Exercise description » From the first line of the data below, copy each line up to the one containing "Target: rear wheel", and include that line too.

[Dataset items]
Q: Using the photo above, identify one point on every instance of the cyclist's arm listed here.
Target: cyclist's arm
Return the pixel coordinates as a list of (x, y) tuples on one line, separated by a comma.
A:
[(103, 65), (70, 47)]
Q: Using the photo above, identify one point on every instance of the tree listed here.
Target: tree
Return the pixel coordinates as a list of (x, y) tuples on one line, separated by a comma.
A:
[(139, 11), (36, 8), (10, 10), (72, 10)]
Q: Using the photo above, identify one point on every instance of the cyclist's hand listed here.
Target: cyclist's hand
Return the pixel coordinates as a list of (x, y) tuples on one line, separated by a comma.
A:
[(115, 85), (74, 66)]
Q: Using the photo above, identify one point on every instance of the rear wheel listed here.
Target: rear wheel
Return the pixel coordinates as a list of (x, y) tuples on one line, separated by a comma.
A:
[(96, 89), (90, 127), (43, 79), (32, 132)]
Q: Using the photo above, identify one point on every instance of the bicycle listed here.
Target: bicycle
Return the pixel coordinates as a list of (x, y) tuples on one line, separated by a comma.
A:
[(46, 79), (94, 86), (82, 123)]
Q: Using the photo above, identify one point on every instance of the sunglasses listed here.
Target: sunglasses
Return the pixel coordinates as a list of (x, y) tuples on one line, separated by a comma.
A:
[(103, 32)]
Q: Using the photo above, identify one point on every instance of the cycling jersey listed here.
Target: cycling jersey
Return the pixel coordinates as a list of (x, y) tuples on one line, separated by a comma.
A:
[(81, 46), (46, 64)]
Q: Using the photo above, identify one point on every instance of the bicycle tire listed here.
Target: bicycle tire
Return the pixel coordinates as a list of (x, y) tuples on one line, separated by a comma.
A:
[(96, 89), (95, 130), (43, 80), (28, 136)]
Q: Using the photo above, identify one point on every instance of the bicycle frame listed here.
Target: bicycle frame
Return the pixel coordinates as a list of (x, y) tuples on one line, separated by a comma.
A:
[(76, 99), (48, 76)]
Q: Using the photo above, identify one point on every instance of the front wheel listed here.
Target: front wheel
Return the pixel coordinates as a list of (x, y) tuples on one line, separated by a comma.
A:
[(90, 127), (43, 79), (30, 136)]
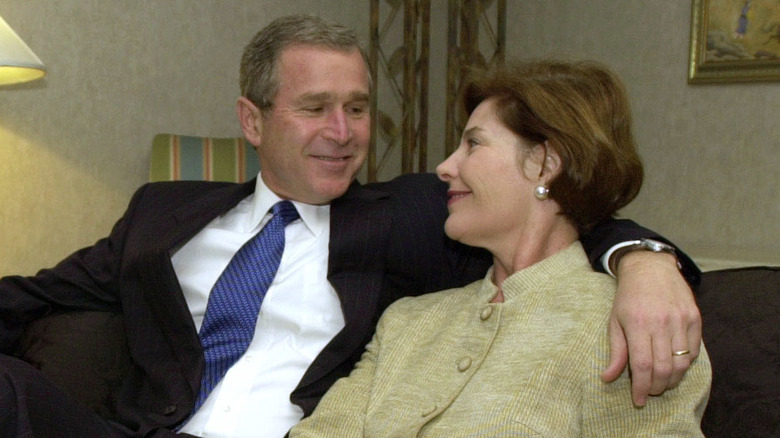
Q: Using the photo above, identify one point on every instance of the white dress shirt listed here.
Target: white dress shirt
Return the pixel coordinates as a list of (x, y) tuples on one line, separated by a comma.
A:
[(300, 314)]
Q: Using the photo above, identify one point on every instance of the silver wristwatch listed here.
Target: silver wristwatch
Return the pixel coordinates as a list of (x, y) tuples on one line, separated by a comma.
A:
[(641, 245)]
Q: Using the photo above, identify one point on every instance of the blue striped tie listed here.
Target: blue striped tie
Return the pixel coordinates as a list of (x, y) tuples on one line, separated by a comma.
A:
[(234, 302)]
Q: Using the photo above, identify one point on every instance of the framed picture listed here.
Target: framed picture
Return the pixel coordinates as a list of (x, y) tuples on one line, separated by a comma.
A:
[(734, 41)]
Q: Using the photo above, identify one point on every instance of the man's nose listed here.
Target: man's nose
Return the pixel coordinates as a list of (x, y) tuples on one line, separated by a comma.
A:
[(338, 127)]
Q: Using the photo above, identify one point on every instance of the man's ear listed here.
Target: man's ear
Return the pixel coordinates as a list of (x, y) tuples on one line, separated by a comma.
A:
[(250, 118)]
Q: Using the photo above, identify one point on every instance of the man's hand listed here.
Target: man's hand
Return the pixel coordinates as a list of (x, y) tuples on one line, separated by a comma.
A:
[(654, 315)]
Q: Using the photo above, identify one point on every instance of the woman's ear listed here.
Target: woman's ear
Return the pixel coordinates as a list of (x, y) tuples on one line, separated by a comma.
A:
[(545, 161), (552, 162), (250, 118)]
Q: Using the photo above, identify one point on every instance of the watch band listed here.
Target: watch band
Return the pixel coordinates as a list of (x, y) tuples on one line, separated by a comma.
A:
[(640, 245)]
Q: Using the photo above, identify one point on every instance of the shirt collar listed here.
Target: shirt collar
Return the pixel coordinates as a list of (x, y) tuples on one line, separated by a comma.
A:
[(315, 217)]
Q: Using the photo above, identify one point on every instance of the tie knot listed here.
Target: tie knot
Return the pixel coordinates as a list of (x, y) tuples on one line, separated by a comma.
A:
[(286, 210)]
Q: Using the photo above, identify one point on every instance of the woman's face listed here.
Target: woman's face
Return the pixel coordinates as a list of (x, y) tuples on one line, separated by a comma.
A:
[(489, 195)]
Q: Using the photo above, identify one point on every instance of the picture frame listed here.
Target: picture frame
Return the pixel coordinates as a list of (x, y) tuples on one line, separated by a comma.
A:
[(734, 41)]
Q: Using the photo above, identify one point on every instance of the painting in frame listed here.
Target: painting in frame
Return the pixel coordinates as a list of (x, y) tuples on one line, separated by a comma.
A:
[(734, 41)]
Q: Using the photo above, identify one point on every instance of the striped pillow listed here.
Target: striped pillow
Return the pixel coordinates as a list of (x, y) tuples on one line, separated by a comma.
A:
[(181, 157)]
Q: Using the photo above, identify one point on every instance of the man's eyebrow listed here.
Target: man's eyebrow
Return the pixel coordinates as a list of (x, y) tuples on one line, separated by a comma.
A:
[(359, 96), (356, 96)]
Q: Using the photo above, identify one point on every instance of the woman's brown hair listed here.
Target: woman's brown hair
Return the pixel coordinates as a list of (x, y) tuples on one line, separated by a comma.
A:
[(581, 110)]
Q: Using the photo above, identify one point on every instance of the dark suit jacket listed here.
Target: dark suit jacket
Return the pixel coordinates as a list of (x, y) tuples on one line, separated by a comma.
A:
[(387, 241)]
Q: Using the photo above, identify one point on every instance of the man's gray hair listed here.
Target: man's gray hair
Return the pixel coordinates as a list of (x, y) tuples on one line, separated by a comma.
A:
[(259, 64)]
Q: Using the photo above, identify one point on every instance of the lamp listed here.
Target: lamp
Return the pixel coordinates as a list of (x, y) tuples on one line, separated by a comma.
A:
[(17, 62)]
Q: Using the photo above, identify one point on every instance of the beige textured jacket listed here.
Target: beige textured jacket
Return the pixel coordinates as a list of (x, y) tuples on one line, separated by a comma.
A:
[(450, 364)]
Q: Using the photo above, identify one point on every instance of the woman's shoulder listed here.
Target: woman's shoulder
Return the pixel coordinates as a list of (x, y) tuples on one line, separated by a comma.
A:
[(416, 307)]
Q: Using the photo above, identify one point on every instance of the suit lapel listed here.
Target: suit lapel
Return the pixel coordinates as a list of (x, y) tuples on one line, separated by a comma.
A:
[(159, 283)]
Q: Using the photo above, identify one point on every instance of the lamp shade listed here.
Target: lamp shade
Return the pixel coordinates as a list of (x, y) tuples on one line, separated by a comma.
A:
[(17, 62)]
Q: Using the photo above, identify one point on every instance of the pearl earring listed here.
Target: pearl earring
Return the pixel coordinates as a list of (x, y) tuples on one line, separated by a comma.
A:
[(541, 192)]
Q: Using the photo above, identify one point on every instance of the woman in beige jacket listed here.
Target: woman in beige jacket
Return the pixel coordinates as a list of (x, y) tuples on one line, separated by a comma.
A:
[(547, 152)]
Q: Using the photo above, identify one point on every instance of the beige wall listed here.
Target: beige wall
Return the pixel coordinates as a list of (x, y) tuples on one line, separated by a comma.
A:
[(74, 146), (710, 151)]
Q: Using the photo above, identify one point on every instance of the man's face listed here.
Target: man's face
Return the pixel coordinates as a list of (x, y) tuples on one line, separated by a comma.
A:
[(314, 139)]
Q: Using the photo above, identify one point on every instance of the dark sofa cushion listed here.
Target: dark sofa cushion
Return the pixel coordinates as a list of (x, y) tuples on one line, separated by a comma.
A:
[(741, 329), (83, 353)]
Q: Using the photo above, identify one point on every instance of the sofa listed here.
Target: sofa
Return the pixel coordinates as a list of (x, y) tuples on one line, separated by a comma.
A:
[(85, 353)]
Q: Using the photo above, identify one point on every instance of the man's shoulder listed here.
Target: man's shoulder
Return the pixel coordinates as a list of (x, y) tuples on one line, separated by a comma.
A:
[(407, 182), (167, 195)]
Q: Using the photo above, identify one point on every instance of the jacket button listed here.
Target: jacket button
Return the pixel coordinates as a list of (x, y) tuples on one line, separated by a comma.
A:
[(464, 364), (486, 313)]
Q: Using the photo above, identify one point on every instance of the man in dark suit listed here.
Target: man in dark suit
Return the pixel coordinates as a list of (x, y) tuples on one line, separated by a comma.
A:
[(355, 249)]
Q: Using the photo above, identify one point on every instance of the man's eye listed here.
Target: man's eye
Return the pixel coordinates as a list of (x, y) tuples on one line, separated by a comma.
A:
[(357, 110)]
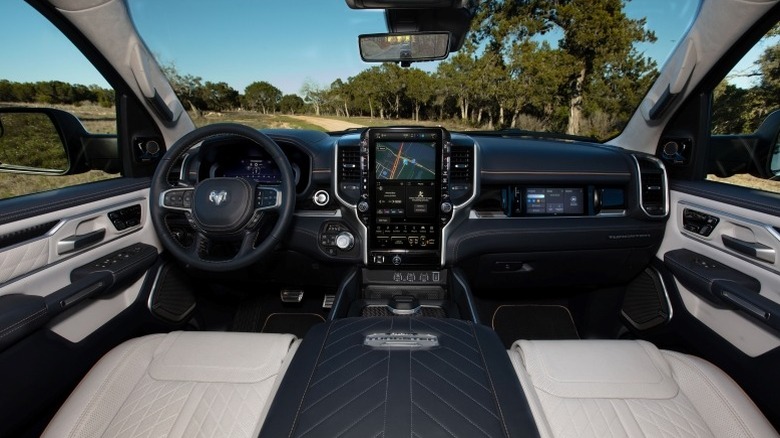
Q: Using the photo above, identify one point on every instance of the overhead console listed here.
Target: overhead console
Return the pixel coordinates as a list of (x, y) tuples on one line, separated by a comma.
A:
[(404, 194)]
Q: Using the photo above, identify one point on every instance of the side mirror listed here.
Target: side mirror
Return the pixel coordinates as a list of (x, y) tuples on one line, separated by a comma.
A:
[(404, 47), (47, 141), (31, 143)]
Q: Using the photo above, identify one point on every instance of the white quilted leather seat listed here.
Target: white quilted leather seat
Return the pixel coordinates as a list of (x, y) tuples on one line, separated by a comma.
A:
[(182, 384), (630, 389)]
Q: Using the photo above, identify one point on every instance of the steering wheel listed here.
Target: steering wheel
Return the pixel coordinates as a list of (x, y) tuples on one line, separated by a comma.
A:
[(222, 209)]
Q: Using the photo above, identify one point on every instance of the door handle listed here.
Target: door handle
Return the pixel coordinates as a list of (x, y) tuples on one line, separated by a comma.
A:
[(750, 249), (76, 242)]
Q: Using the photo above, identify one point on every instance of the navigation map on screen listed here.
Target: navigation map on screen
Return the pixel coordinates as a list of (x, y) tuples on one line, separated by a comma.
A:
[(405, 161)]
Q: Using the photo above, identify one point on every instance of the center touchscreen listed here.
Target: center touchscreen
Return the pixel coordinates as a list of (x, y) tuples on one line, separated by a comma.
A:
[(404, 174)]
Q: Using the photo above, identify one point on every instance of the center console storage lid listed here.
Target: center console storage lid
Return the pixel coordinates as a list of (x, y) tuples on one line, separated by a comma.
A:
[(400, 376)]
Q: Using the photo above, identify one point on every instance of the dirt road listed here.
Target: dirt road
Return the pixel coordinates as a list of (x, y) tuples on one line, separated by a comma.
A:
[(328, 124)]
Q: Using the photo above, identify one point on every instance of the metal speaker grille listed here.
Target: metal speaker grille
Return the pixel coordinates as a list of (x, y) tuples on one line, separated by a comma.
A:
[(430, 312), (644, 304)]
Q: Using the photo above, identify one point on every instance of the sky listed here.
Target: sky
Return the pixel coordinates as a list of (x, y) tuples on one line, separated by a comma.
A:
[(242, 41)]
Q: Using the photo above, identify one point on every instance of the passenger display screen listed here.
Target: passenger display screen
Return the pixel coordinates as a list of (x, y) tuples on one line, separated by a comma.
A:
[(405, 160), (552, 201)]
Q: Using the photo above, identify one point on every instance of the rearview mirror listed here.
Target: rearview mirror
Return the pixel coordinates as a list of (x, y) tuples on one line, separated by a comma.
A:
[(404, 47)]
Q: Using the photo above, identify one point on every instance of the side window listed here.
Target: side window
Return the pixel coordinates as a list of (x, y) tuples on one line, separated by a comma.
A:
[(44, 79), (746, 115)]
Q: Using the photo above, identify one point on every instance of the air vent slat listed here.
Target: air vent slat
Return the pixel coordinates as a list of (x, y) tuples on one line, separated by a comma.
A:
[(462, 164), (652, 186), (461, 173), (349, 162)]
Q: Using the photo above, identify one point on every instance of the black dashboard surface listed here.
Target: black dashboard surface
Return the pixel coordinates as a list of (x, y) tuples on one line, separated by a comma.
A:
[(496, 232)]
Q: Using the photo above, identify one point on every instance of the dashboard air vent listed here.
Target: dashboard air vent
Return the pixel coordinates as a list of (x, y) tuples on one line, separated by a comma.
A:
[(349, 173), (653, 190), (349, 165)]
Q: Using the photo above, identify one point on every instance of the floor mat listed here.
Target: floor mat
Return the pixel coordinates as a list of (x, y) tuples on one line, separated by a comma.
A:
[(295, 323), (513, 322)]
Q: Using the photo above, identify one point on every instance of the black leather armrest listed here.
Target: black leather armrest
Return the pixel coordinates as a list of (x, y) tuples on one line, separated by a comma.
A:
[(20, 315), (340, 385)]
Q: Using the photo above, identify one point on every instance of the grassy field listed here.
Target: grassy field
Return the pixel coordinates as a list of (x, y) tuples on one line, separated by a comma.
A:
[(101, 120)]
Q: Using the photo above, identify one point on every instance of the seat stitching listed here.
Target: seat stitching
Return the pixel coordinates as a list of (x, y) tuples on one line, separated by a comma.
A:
[(456, 387), (448, 364), (354, 423), (451, 336), (322, 378), (98, 394), (387, 389), (351, 333), (432, 418), (449, 405), (339, 354), (688, 363), (308, 383), (345, 383), (343, 405), (451, 324), (490, 380)]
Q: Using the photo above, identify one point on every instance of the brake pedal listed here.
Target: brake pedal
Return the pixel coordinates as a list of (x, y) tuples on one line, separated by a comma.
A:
[(291, 296), (327, 302)]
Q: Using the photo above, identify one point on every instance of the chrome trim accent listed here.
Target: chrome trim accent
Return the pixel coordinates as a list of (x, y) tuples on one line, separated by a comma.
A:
[(709, 241), (500, 215), (469, 298), (666, 293), (340, 293), (362, 229), (459, 211), (318, 213), (154, 288), (406, 340)]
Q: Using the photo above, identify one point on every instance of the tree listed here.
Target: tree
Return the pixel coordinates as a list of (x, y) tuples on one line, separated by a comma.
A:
[(419, 89), (597, 37), (454, 76), (262, 96), (219, 96), (340, 96), (187, 87), (291, 104), (313, 94)]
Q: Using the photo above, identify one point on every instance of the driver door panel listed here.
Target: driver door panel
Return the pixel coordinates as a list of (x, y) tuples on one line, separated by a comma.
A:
[(55, 243), (47, 356)]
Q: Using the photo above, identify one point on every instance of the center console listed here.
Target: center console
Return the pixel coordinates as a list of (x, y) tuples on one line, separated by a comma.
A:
[(404, 195)]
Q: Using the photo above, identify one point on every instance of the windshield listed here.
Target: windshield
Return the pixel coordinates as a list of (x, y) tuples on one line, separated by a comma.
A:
[(573, 67)]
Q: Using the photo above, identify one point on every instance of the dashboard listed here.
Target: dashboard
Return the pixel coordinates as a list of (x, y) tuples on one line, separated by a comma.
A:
[(501, 209)]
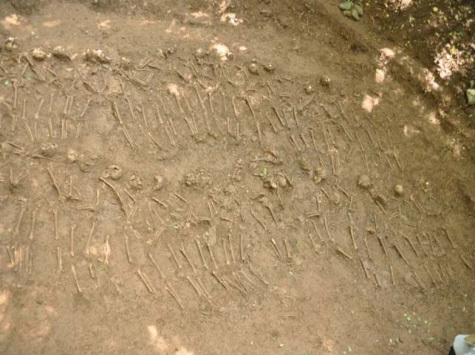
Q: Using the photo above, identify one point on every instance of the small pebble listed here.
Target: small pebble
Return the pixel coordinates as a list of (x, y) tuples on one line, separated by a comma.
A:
[(72, 155), (253, 69), (399, 190), (325, 81), (364, 182)]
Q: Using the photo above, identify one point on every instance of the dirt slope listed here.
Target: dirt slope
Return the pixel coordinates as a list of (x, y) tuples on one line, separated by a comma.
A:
[(226, 183)]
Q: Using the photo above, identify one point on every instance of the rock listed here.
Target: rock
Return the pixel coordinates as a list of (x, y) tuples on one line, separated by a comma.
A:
[(346, 5), (60, 53), (72, 155), (269, 67), (399, 190), (125, 63), (114, 172), (136, 182), (471, 97), (325, 81), (282, 181), (201, 53), (211, 234), (38, 54), (159, 182), (49, 150), (253, 69), (319, 174), (10, 44), (364, 182), (96, 56)]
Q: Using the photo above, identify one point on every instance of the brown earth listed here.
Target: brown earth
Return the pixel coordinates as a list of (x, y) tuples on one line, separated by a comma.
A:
[(270, 137)]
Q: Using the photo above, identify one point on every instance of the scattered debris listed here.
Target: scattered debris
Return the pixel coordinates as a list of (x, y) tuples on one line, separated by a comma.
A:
[(399, 190), (471, 93), (352, 9), (11, 44), (364, 182), (114, 172), (38, 54), (96, 56), (253, 68), (159, 182), (60, 53)]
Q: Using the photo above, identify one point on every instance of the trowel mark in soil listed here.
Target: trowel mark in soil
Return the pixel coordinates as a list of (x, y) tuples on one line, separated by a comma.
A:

Solution to the exercise »
Q: Using the photo above, identify one point on every instance of the cyclist's arm listed here.
Target: cyclist's arm
Return the pixel coordinates as a list of (x, y) tuples on one line, separated by a comma.
A:
[(103, 65), (70, 47)]
Q: Using the photo above, identify one point on every instance of the tree listed here.
Target: tree
Return the pixel coordinates as a list of (x, y) tuples on one line, separated by a comma.
A:
[(139, 11), (36, 8), (10, 10), (72, 10)]
Q: Using the photo above, identify one point on every instance of the cyclist's hand listed here.
Target: cyclist's hand
Return the pixel coordinates as a list of (x, y) tuples on one line, separated by a comma.
A:
[(115, 85), (74, 66)]
Q: Using the photo above, identify one point on every instance of the rear wheel listed here.
Target: rear wheel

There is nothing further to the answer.